**Records to process**
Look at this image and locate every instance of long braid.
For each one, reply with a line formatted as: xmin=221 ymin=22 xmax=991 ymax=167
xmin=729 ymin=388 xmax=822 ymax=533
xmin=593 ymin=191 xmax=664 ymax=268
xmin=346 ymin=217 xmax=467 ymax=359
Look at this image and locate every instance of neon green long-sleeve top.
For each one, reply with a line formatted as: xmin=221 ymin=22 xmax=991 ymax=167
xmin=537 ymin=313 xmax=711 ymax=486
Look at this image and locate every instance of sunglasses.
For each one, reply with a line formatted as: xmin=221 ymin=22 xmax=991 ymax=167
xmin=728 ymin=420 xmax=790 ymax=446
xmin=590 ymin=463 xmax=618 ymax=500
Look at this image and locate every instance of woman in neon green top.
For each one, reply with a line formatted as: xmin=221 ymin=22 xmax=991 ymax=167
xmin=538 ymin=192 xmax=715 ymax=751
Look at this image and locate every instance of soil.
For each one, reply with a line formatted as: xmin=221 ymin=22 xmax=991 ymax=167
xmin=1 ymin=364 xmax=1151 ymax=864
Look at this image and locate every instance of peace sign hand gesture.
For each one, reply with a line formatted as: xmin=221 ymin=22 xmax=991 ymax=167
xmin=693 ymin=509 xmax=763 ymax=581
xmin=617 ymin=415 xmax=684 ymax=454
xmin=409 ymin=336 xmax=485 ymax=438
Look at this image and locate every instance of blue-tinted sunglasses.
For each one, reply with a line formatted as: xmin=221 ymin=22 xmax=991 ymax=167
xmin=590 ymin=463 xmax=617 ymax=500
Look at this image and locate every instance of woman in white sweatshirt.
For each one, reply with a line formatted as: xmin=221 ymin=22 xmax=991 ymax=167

**Task to carry out**
Output the lines above exactly, but only those between the line holding "Look at this image and locate every instance of neon" and the line holding "Look at this image and locate every instance of peace", inclusive.

**Output of the exercise**
Look at this image and locate every instance of neon green long-sleeve top.
For each one, reply with a line formatted as: xmin=221 ymin=22 xmax=991 ymax=167
xmin=537 ymin=313 xmax=711 ymax=486
Look at this image and locate every instance of sunglasses.
For each one, reply with a line formatted as: xmin=221 ymin=22 xmax=991 ymax=167
xmin=728 ymin=420 xmax=790 ymax=446
xmin=590 ymin=463 xmax=618 ymax=500
Look at this image and locate every instance of woman in neon green top.
For each one, reply with a line formatted as: xmin=221 ymin=22 xmax=991 ymax=167
xmin=538 ymin=192 xmax=715 ymax=751
Look at this image and locate every instance of soil.
For each one, reply with a line formatted as: xmin=221 ymin=22 xmax=991 ymax=167
xmin=1 ymin=364 xmax=1151 ymax=864
Look at this image and locate every instance of peace sign hand gesture.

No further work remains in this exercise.